• Exercise:
Repeat the items below word for word, starting at the line containing "Phrase: green bokeh background" and ending at the last of them, both ends included.
***** Records provided *****
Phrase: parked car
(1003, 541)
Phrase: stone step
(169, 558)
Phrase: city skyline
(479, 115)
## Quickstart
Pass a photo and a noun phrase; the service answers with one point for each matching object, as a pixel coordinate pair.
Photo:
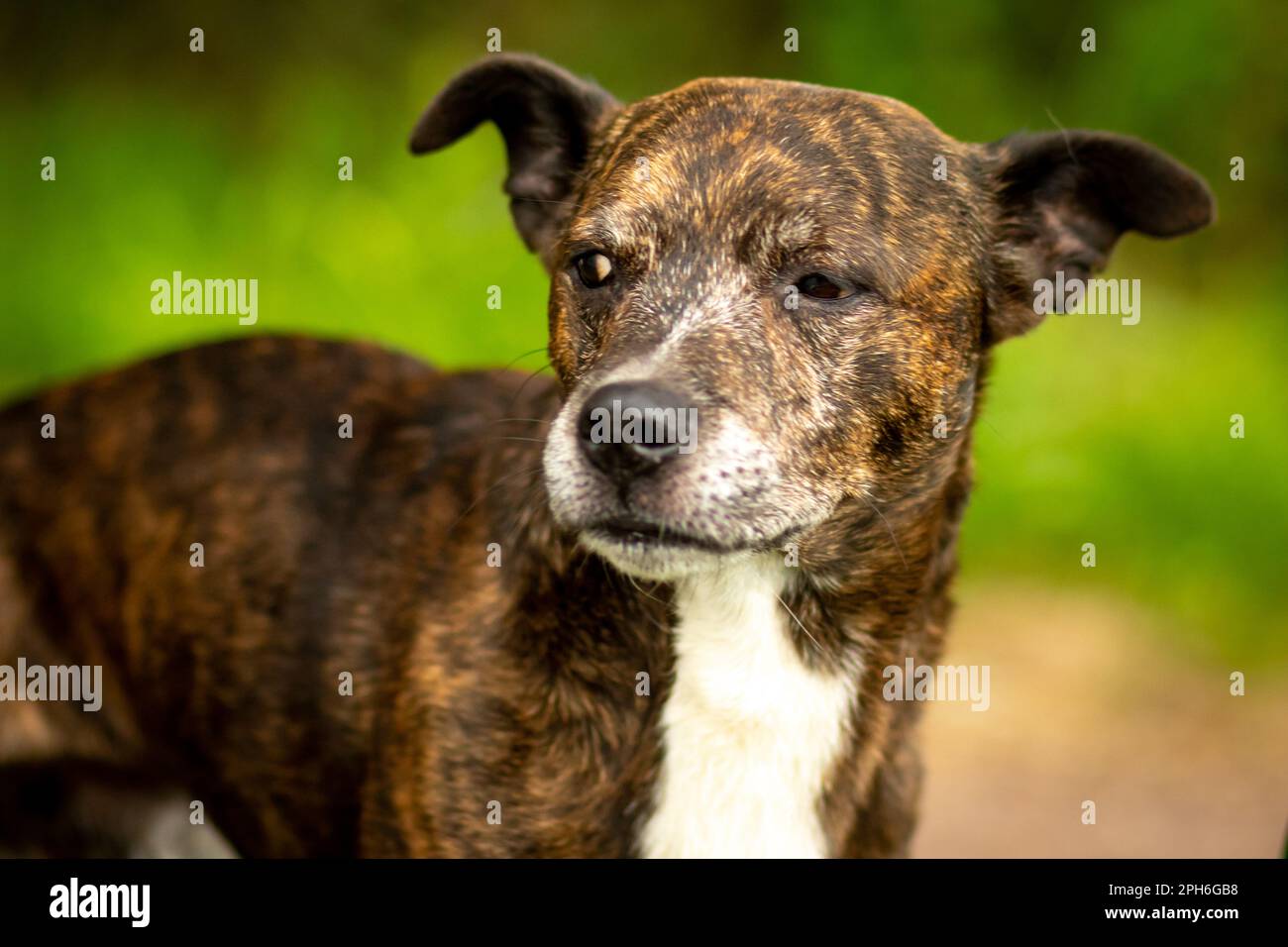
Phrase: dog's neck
(750, 733)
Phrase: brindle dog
(561, 646)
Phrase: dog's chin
(658, 558)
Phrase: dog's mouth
(639, 534)
(642, 534)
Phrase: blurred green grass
(223, 163)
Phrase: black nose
(623, 450)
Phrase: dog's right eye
(820, 286)
(593, 269)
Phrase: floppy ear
(1064, 198)
(546, 118)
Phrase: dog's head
(769, 298)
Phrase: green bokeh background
(223, 163)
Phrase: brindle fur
(518, 684)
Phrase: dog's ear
(546, 118)
(1064, 198)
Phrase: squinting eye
(819, 286)
(593, 269)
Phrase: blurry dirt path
(1087, 703)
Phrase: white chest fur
(750, 733)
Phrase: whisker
(893, 538)
(481, 496)
(799, 622)
(518, 359)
*****
• Complete response:
Phrase: green bokeh background
(223, 163)
Phrase: brindle fur
(518, 684)
Phrase: dog's ear
(546, 118)
(1064, 198)
Phrase: squinting eye
(819, 286)
(593, 269)
Phrase: blurry dirt path
(1087, 703)
Phrase: white chest fur
(750, 733)
Phrase: whisker
(893, 538)
(481, 496)
(799, 622)
(518, 359)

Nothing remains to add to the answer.